• _TEXT SEGMENT_
========

The last week has brought about the typical scene on social media with folks sharing their New Year resolutions. While I haven’t made a resolution in a few years, I usually like to encourage others. This year, all I could think of everytime a friend asked about resolutions was this: to live.
No, not to live as in living fully or intentionally – as in living in the physical sense.
Some who follow the blog may have noticed I’ve been irregular with daily card posts, which is something I’m good at doing even if meatier posts might be less common. That’s because of a personal health issue that has rocked my family.
I have cancer, specifically Stage 4 ovarian cancer.
When I first learned this news, I didn’t intend to share it here at all. But as the weeks went by and after the reality of my first chemo treatment hit, I realized that accepting, fearing, and fighting this is strongly linked to my spiritual life and beliefs.

My local clinic gave me the news about the ovarian mass and that it was likely cancerous on Halloween. They quickly referred me to an oncologist at Kansas State University Medical Center. After getting such news on Samhain eve, one’s perspective of the ancestor altar and the holy day shifts a bit. Somehow, I felt closer to those whose photos and memorial cards graced our family altar – I felt their whispers in my ears more than normal.
On the other hand, seeing the altar was also a motivator to do what was needed to be as healthy as possible going into treatments. I’m simply not ready to join these ancestors! So, chug a couple protein shakes a day (as my body is not processing regular protein correctly and I’ve lost 40 pounds) – check (though I have to admit it’s been difficult with our holiday schedule the last couple weeks)! Driving to and from Kansas City for consultations, a colonoscopy, and biopsy – check! (Though I didn’t have to do any of those alone – my boyfriend or my sister were with me.) Try to walk or do yoga as well as some arm weight exercises to rebuild muscle – check!

========

• _TASK INSTRUCTIONS_
1 > Quote the blog post about the cancer diagnosis word for word, between "On the other" and "muscle – check!", inclusive.
2 > According to the blog post about the cancer diagnosis, where was the writer referred to see an oncologist?

========

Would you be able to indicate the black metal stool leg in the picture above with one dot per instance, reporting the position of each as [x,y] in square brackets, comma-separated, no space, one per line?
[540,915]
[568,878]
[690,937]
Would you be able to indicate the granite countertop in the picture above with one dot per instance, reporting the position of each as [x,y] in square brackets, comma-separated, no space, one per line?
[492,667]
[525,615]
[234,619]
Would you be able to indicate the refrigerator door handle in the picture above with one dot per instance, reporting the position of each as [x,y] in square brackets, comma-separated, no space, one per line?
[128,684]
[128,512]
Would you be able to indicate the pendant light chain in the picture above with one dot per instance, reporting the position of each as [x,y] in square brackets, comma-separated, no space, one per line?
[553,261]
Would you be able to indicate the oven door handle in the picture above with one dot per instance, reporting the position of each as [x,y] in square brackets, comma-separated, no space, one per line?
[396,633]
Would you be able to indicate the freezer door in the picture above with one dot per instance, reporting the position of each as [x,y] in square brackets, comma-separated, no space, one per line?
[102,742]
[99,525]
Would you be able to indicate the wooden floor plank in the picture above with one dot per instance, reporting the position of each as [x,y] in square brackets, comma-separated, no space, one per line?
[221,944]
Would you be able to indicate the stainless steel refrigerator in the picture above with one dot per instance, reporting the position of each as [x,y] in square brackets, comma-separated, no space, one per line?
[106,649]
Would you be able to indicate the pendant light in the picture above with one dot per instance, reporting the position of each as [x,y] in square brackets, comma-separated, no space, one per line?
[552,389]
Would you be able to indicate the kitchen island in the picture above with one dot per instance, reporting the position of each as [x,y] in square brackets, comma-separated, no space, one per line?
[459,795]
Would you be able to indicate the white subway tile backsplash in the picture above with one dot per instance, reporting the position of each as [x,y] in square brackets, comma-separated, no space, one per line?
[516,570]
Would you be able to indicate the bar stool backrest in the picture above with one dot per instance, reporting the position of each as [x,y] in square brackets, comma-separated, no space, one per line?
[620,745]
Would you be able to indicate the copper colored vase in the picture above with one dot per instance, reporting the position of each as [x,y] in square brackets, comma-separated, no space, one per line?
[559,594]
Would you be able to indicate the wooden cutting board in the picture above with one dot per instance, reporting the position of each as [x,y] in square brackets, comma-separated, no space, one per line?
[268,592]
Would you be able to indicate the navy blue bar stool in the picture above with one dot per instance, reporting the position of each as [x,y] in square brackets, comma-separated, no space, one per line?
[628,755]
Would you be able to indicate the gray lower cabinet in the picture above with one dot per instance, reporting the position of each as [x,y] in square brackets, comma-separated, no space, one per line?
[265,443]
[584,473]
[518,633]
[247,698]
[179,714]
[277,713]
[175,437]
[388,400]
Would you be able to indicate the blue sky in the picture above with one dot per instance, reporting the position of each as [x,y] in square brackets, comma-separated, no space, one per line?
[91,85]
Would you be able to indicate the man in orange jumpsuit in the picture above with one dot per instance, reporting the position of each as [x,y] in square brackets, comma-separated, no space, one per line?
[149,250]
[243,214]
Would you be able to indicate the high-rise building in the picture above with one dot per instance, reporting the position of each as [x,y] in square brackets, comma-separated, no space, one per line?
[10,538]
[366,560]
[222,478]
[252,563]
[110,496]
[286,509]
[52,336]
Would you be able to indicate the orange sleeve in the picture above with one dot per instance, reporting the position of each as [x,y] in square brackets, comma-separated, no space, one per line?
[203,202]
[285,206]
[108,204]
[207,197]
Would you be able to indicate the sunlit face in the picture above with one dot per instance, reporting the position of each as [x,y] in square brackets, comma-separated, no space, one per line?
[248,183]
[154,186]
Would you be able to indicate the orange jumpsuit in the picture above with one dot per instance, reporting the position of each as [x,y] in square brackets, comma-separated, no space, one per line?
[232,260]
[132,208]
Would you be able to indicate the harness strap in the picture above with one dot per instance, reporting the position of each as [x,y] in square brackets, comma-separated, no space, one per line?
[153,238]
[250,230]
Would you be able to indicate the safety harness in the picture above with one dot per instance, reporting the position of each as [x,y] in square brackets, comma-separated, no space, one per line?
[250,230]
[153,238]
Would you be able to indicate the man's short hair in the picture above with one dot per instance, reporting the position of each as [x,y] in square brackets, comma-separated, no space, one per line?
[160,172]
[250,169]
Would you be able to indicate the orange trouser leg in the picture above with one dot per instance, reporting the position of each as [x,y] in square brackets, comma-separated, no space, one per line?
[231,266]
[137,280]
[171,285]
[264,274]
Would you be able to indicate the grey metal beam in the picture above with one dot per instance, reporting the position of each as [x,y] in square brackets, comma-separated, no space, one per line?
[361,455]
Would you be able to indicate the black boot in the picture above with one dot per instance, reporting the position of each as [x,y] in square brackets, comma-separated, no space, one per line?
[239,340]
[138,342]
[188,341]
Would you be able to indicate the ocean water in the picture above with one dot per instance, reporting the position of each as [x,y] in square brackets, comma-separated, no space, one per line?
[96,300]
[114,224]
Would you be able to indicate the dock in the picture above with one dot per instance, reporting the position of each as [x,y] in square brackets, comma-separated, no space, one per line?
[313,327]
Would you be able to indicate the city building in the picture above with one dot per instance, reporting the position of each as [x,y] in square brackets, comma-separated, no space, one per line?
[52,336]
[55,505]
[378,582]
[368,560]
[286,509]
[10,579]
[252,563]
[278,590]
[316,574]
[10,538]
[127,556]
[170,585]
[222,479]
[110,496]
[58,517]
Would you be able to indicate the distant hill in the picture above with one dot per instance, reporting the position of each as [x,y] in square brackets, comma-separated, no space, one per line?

========

• _RESPONSES BY TASK_
1 >
On the other hand, seeing the altar was also a motivator to do what was needed to be as healthy as possible going into treatments. I’m simply not ready to join these ancestors! So, chug a couple protein shakes a day (as my body is not processing regular protein correctly and I’ve lost 40 pounds) – check (though I have to admit it’s been difficult with our holiday schedule the last couple weeks)! Driving to and from Kansas City for consultations, a colonoscopy, and biopsy – check! (Though I didn’t have to do any of those alone – my boyfriend or my sister were with me.) Try to walk or do yoga as well as some arm weight exercises to rebuild muscle – check!

2 > Kansas State University Medical Center